◆ WRITTEN REQUEST:
Copy word for word the lines of the records below, from the line containing "Give the innermost point of each instance of the downspout, as" through the last line of the records, both included.

╭──

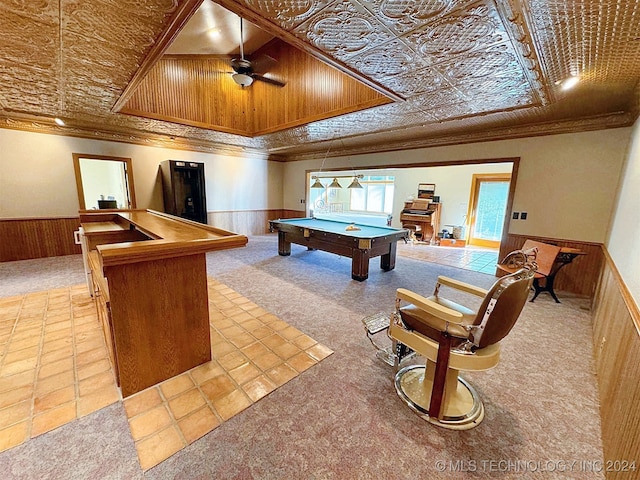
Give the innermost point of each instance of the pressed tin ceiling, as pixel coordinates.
(457, 70)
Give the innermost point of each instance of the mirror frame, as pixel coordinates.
(129, 166)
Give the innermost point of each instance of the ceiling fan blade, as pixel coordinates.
(272, 81)
(263, 63)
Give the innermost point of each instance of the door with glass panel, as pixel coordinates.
(489, 195)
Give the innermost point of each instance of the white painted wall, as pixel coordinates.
(566, 183)
(623, 242)
(37, 177)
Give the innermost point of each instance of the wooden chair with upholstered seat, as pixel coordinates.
(452, 338)
(547, 267)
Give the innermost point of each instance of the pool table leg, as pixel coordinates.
(388, 260)
(284, 247)
(360, 264)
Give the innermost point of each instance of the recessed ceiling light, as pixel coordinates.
(570, 82)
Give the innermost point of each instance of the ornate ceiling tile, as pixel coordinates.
(416, 82)
(404, 15)
(497, 61)
(286, 14)
(33, 44)
(133, 29)
(45, 11)
(344, 29)
(475, 28)
(513, 88)
(384, 62)
(28, 90)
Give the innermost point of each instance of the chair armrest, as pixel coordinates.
(433, 308)
(465, 287)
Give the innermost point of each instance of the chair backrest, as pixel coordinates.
(501, 307)
(545, 256)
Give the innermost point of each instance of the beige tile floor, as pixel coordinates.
(53, 363)
(54, 369)
(254, 353)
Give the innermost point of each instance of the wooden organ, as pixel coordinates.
(422, 217)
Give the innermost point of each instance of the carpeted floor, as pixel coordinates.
(342, 418)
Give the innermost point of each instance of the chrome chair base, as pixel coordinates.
(462, 408)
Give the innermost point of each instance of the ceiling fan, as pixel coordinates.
(246, 71)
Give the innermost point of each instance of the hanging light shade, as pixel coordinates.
(335, 184)
(355, 183)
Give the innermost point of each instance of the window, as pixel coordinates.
(376, 196)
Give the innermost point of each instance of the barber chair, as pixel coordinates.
(454, 338)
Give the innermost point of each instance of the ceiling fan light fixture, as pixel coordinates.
(242, 79)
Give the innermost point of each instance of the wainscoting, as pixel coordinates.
(250, 222)
(616, 339)
(25, 238)
(579, 277)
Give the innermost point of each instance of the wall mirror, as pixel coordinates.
(104, 182)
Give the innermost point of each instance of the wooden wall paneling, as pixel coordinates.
(313, 91)
(579, 277)
(195, 90)
(25, 238)
(616, 335)
(198, 90)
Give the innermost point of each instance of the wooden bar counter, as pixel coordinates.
(149, 279)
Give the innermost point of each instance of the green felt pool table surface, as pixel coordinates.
(358, 241)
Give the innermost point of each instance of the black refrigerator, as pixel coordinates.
(184, 190)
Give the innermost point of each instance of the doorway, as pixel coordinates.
(488, 206)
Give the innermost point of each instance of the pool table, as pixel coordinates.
(356, 241)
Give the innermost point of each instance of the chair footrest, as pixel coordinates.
(377, 322)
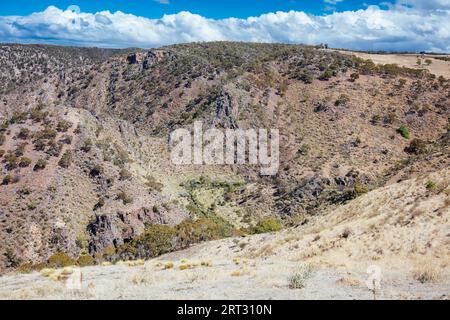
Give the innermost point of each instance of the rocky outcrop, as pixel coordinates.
(113, 230)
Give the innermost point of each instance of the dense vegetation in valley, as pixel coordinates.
(84, 154)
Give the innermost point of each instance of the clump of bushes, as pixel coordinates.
(404, 132)
(40, 165)
(417, 147)
(270, 224)
(126, 199)
(430, 185)
(66, 159)
(153, 184)
(23, 134)
(24, 162)
(342, 100)
(60, 260)
(18, 117)
(11, 161)
(87, 145)
(85, 261)
(124, 174)
(63, 125)
(7, 179)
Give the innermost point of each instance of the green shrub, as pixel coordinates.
(190, 232)
(7, 179)
(430, 185)
(126, 199)
(47, 133)
(2, 139)
(87, 145)
(23, 134)
(270, 224)
(327, 75)
(24, 162)
(97, 170)
(18, 117)
(342, 100)
(156, 240)
(124, 174)
(417, 147)
(354, 77)
(63, 125)
(66, 159)
(60, 260)
(85, 261)
(100, 203)
(37, 115)
(40, 165)
(11, 161)
(404, 132)
(360, 189)
(153, 184)
(54, 148)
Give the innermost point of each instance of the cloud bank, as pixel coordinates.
(400, 28)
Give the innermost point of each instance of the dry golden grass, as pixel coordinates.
(426, 272)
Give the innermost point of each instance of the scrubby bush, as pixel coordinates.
(124, 174)
(23, 134)
(54, 148)
(156, 240)
(360, 189)
(190, 232)
(18, 117)
(60, 260)
(87, 145)
(417, 147)
(47, 133)
(354, 77)
(404, 132)
(126, 199)
(96, 170)
(85, 261)
(153, 184)
(40, 165)
(270, 224)
(66, 159)
(11, 161)
(63, 125)
(100, 203)
(430, 185)
(24, 162)
(7, 179)
(342, 100)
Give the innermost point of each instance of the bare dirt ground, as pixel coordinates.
(437, 67)
(402, 229)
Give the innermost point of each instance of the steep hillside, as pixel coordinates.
(401, 229)
(84, 143)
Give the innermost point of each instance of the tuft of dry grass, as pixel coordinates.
(426, 273)
(298, 279)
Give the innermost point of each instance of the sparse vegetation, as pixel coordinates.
(270, 224)
(40, 165)
(66, 159)
(404, 132)
(299, 278)
(124, 197)
(60, 260)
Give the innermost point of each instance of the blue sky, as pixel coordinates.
(390, 25)
(216, 9)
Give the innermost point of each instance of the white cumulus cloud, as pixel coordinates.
(399, 28)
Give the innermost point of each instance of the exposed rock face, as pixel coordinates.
(113, 230)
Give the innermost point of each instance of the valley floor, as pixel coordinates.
(401, 229)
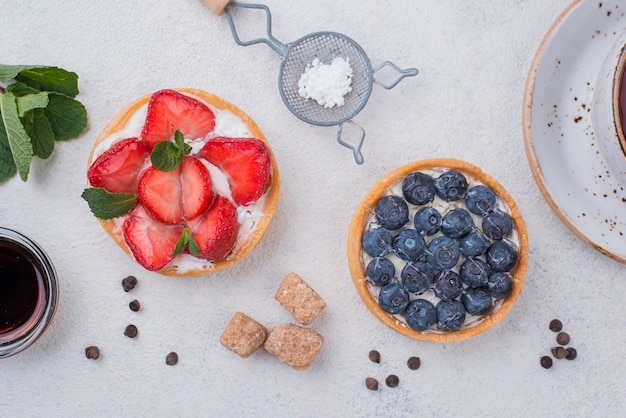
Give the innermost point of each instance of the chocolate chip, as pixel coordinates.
(392, 380)
(171, 359)
(571, 353)
(374, 356)
(556, 325)
(134, 305)
(129, 283)
(92, 352)
(371, 383)
(559, 352)
(131, 331)
(546, 362)
(414, 363)
(562, 338)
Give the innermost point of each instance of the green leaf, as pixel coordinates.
(166, 156)
(39, 130)
(186, 241)
(67, 116)
(30, 102)
(9, 72)
(7, 165)
(19, 142)
(50, 79)
(107, 205)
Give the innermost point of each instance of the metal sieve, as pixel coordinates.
(325, 46)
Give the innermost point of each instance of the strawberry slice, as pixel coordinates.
(246, 163)
(151, 242)
(169, 111)
(117, 169)
(182, 194)
(216, 231)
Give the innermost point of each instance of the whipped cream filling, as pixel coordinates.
(227, 124)
(443, 207)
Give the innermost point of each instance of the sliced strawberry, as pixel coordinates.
(117, 169)
(216, 231)
(246, 163)
(151, 242)
(179, 195)
(169, 111)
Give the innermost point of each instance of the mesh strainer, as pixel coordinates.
(325, 46)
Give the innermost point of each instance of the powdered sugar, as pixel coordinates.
(327, 84)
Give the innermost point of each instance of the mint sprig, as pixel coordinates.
(168, 155)
(37, 108)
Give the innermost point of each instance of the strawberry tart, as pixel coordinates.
(183, 181)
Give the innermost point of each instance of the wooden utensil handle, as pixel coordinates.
(217, 6)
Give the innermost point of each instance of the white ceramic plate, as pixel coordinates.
(562, 151)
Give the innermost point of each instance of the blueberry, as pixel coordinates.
(417, 277)
(480, 200)
(418, 188)
(380, 271)
(477, 301)
(497, 224)
(391, 212)
(473, 244)
(499, 285)
(447, 285)
(450, 315)
(442, 253)
(427, 221)
(420, 314)
(393, 298)
(502, 256)
(457, 223)
(409, 245)
(377, 242)
(474, 272)
(451, 186)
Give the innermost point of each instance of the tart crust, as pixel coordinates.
(359, 225)
(121, 120)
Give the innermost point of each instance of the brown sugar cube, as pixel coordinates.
(243, 335)
(294, 345)
(299, 299)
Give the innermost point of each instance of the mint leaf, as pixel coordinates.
(39, 129)
(7, 165)
(186, 241)
(49, 79)
(107, 205)
(166, 156)
(67, 116)
(30, 102)
(18, 139)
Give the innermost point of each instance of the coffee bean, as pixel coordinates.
(546, 362)
(134, 305)
(371, 383)
(129, 283)
(171, 359)
(131, 331)
(562, 338)
(92, 352)
(556, 325)
(392, 380)
(571, 353)
(559, 352)
(413, 363)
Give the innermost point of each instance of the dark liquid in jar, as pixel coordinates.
(20, 279)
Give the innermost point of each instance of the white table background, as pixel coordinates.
(466, 103)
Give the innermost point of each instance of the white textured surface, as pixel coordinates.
(466, 104)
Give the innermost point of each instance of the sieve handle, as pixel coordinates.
(356, 150)
(409, 72)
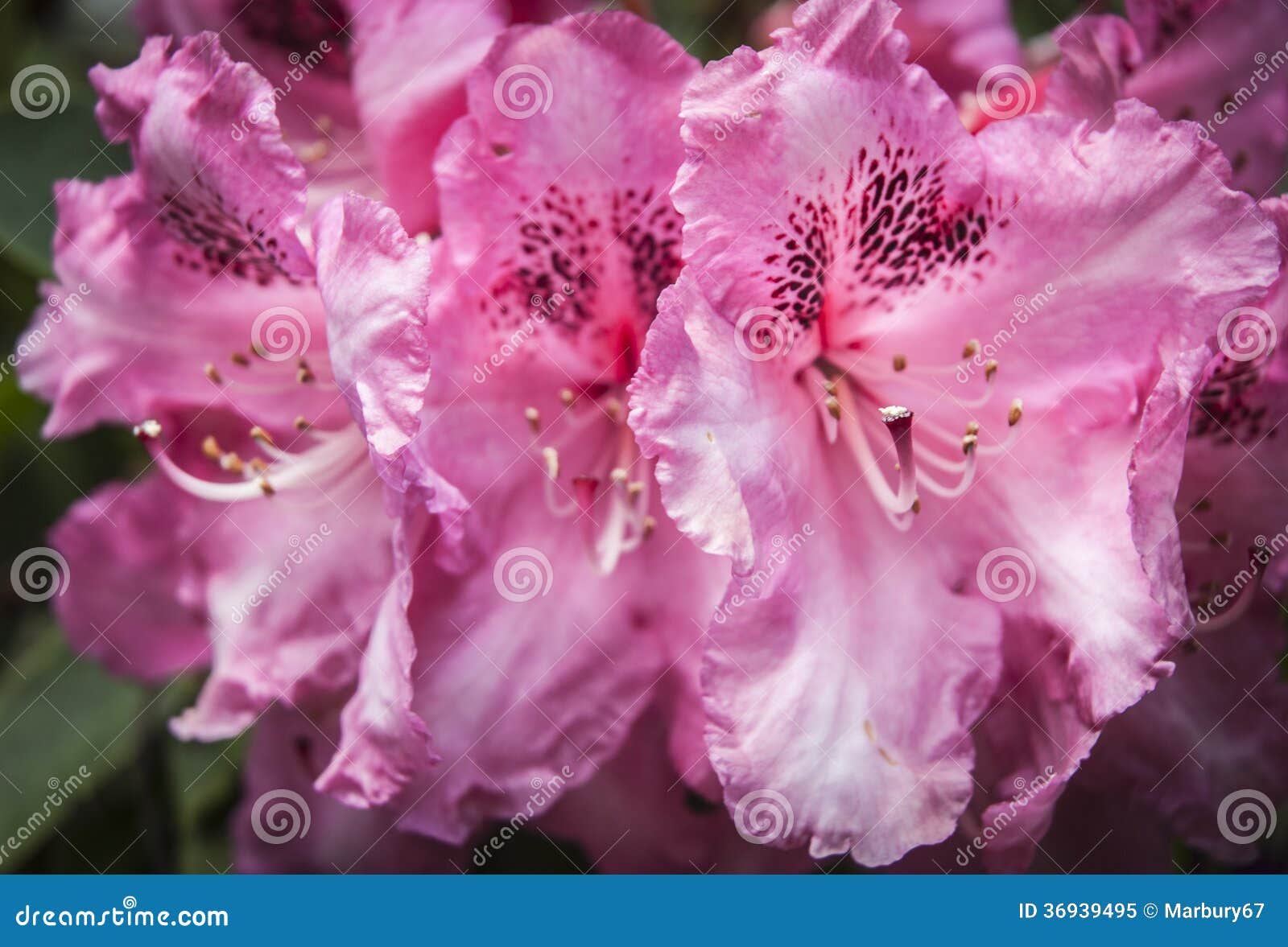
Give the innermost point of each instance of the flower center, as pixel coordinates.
(294, 457)
(848, 391)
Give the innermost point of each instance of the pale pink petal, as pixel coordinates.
(209, 150)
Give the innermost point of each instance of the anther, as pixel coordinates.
(551, 459)
(313, 150)
(148, 430)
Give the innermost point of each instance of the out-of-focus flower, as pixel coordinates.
(261, 546)
(1220, 64)
(993, 322)
(365, 89)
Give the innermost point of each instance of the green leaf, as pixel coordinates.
(66, 731)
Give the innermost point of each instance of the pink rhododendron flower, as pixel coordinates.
(261, 546)
(1216, 62)
(365, 88)
(581, 605)
(955, 43)
(1214, 732)
(960, 359)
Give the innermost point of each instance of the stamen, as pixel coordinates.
(898, 421)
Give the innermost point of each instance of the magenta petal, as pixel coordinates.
(209, 150)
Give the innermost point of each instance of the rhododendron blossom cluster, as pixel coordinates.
(858, 449)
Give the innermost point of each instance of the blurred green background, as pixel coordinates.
(151, 805)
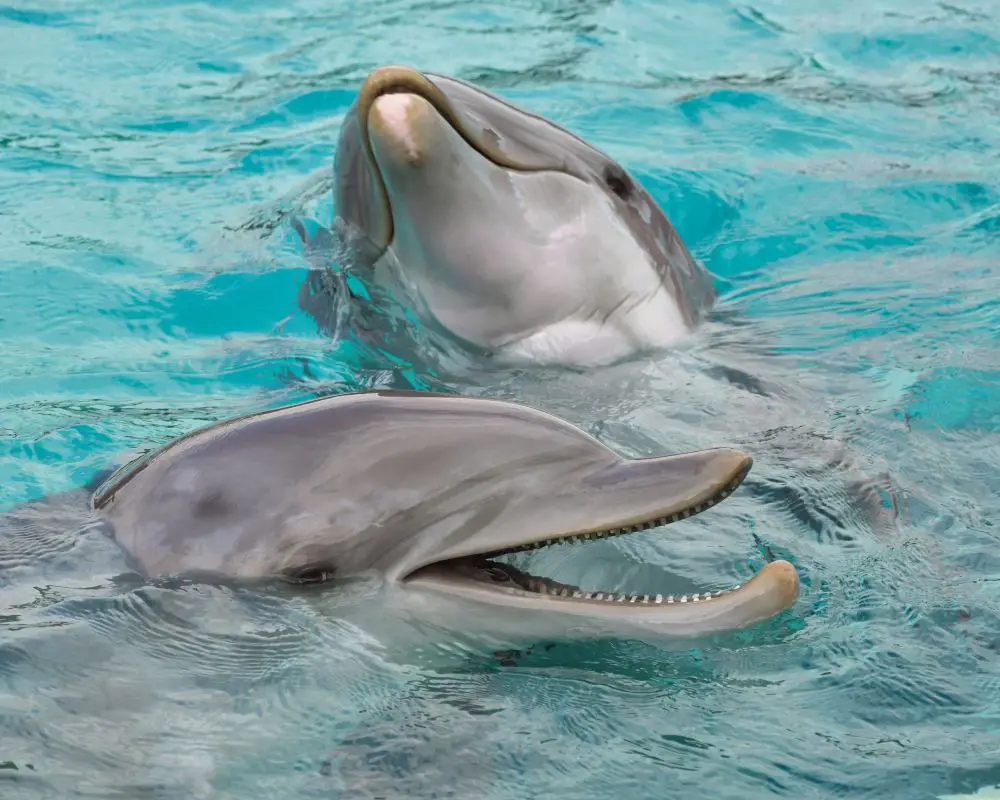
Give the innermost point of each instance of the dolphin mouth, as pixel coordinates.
(483, 577)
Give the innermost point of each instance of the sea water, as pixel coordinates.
(836, 167)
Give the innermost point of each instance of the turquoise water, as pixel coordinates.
(837, 169)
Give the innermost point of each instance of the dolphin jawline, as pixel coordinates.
(430, 491)
(394, 79)
(482, 577)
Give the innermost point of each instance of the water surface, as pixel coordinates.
(838, 169)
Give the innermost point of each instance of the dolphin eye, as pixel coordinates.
(315, 574)
(618, 182)
(497, 574)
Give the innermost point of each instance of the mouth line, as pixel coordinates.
(403, 80)
(503, 577)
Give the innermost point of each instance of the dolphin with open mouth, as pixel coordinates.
(429, 492)
(506, 230)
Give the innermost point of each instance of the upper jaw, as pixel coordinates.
(727, 469)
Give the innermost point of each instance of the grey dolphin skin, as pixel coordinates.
(506, 230)
(429, 492)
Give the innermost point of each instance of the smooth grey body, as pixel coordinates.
(497, 257)
(420, 492)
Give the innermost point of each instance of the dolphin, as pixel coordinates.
(428, 492)
(513, 235)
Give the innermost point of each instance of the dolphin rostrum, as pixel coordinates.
(511, 233)
(429, 492)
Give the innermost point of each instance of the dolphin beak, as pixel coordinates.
(623, 498)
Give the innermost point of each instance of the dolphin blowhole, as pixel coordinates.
(430, 491)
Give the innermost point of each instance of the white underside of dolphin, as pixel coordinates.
(504, 229)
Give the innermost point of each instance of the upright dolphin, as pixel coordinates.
(428, 491)
(508, 231)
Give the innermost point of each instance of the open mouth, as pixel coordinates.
(486, 571)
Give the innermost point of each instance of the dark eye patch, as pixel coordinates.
(498, 575)
(618, 181)
(317, 573)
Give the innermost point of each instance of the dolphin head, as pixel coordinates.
(430, 491)
(511, 232)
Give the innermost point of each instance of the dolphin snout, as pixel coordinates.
(399, 126)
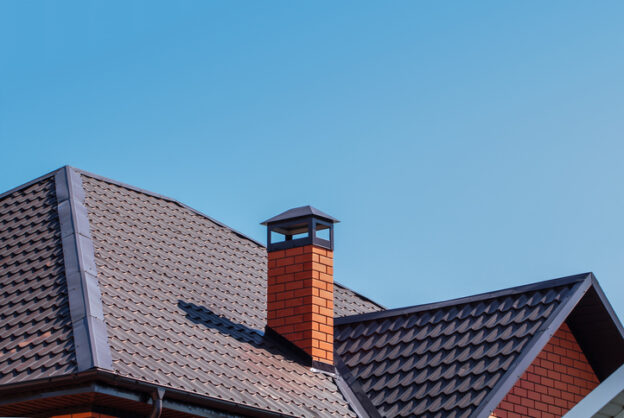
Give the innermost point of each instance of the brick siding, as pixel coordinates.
(300, 299)
(559, 377)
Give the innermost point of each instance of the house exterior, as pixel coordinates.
(118, 302)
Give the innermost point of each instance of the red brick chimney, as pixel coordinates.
(300, 294)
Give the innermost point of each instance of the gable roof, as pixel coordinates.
(160, 294)
(101, 278)
(459, 358)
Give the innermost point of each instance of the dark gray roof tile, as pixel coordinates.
(36, 328)
(184, 303)
(443, 360)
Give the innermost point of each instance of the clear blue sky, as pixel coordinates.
(466, 146)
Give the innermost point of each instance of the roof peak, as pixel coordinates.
(300, 212)
(562, 281)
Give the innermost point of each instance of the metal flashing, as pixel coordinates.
(459, 301)
(85, 304)
(169, 199)
(534, 347)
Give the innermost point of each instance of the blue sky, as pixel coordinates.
(465, 146)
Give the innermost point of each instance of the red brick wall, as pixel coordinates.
(558, 379)
(300, 299)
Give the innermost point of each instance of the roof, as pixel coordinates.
(98, 278)
(37, 340)
(606, 401)
(161, 294)
(459, 358)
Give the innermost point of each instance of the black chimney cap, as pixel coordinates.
(298, 227)
(299, 213)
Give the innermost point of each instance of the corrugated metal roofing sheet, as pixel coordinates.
(184, 303)
(34, 311)
(442, 360)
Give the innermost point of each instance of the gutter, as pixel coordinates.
(65, 385)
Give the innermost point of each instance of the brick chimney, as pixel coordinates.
(300, 294)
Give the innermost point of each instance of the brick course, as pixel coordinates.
(300, 299)
(559, 377)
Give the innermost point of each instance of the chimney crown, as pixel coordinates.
(298, 227)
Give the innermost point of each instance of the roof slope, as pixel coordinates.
(184, 302)
(450, 359)
(182, 297)
(36, 327)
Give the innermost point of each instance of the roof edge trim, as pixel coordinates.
(534, 347)
(169, 199)
(85, 302)
(562, 281)
(607, 306)
(10, 392)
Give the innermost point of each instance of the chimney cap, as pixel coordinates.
(300, 212)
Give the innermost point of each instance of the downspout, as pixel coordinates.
(157, 398)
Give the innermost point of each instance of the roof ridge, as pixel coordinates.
(169, 199)
(562, 281)
(29, 183)
(85, 302)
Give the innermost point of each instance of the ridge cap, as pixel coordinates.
(85, 302)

╰──

◆ TASK SOLUTION:
Give the innermost point of each instance of the downspout, as pixel coordinates.
(157, 398)
Give the innermost point of each instance of the roof ridge, as pixel coordinates.
(169, 199)
(562, 281)
(29, 183)
(85, 302)
Give the innermost point of each instance of the ridge cap, as pixel coordinates.
(85, 302)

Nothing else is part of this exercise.